▸ Short problem
Return the material below line for line, with no changes.

▸ Input rows
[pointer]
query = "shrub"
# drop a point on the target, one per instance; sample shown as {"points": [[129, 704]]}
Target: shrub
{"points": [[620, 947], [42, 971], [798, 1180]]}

▸ Correct answer
[pointer]
query = "shrub"
# drop a point on the target, one per instance; sample shown as {"points": [[129, 704]]}
Target: shrub
{"points": [[620, 947], [42, 971], [798, 1180]]}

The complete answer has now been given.